Supplied text
Disinformation, the deliberate spread of false information, has been used for various purposes throughout history, to sow confusions, manipulate public opinion, and create social and political instability. To show the scale of the problems disinformation creates, we thought it helpful to take a look at some famous cases of disinformation.
1. The Protocols of the Elders of Zion
The Protocols is a fabricated anti-Semitic text purporting to describe a Jewish conspiracy to dominate the world. It was first published in Russia in 1903 and has been used to incite hatred and violence against Jews ever since. Despite being debunked as a forgery, the dangerous false information continues to circulate in some parts of the world.
"If ever a piece of writing could produce mass hatred, it is this one. . . . This book is about lies and slander." Elie Wiesel, Nobel Peace Prize Laureate
2. Operation INFEKTION
In the 1980's, the Soviet Union spread a false story under the campaign Operation INFEKTION that the United States had created the HIV virus as a biological weapon. The story was picked up by media outlets around the world causing widespread panic and stigmatization of people with HIV/AIDs.
"The whole point of disinformation is not to change somebody's opinion but to make it impossible to know what the truth is." Thomas Boghardt, Historian
3. Iraq and Weapons of Mass Destruction
In the lead up to the 2003 invasion of Iraq, the US government and its allies claimed that Iraq possessed weapons of mass destruction (WMDs). This claim was based on faulty intelligence and was used to justify the invasion. When no WMDs were found, it was revealed the claim was false, leading to widespread criticism and loss of trust in government.
"What appeared to be gold in terms of intelligence turned out to be fool's gold, because it looked like gold, but it wasn't." General Mike Jackson, Former Head of British Army
4. Russian Interference in the 2016 US Election
According to US intelligence agencies, the Russian government conducted a campaign to interfere with the 2016 US presidential election. This included the use of social media bots to spread disinformation, hacking into Democratic Party emails, and promoting divisive content. The interference has been linked to a decline in trust in the electoral process and increased polarisation in the US.
"We have interfered (in U.S. elections), we are interfering and we will continue to interfere. Carefully, accurately, surgically and in our own way, as we know how to do." Russian businessman Yevgeny Prigozhin
5. Covid-19 Disinformation
Throughout the Covid-19 pandemic, disinformation has been spread about the origins of the virus, the effectiveness of vaccines and the severity of the disease. This has led to confusion and distrust, and hindered efforts to control the spread of the virus.
"Our common enemy is #COVID19, but our enemy is also an “infodemic” of misinformation." - Antonio Guterres, Sec Gen, UN
6. The Skripal Poisoning
In 2018, Sergei Skripal, a former Russian spy, and his daughter Yulia were poisoned with a nerve agent in Salisbury, UK. The UK government blamed Russia for the attack, but Russia denied involvement and spread its own disinformation including suggesting the UK had staged the attack as a false flag operation.
"RT’s and Sputnik’s coverage of the Skripal incident had all the features of a disinformation campaign; they sought to sow confusion and uncertainty through a vast array of contradictory narratives and unchallenged conspiracy theories." Dr Gordon Ramsay, Kings College London
7. Catalonia Independence Referendum
In 2017, Catalonia, a region of Spain, held a referendum on independence. The Spanish government declared the referendum illegal, and there were reports of disinformation campaigns on both sides. Pro-independence groups accused the government of spreading false information, whilst in return the Spanish government accused them of using social media to spread falsehoods and violence.

Information shown
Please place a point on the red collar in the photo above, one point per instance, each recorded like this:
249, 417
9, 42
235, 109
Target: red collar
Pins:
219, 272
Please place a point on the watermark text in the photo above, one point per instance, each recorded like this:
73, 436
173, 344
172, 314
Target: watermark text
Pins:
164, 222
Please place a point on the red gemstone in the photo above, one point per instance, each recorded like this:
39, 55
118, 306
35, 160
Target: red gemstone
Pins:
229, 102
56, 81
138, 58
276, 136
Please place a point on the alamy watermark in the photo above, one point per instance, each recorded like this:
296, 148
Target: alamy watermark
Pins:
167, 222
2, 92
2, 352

Check your understanding
- a) In the text on famous disinformation cases, take the passage starting with "1. The Protocols" and going on through "of the world.", and rewrite it with "forgery" changed to "hoax".
- b) List each person quoted in the text on famous disinformation cases.
The entries are separate material, unrelated to the text on famous disinformation cases.

Exercise solutions
- a)
1. The Protocols of the Elders of Zion
The Protocols is a fabricated anti-Semitic text purporting to describe a Jewish conspiracy to dominate the world. It was first published in Russia in 1903 and has been used to incite hatred and violence against Jews ever since. Despite being debunked as a hoax, the dangerous false information continues to circulate in some parts of the world.

- b)
Elie Wiesel
Thomas Boghardt
General Mike Jackson
Yevgeny Prigozhin
Antonio Guterres
Dr Gordon Ramsay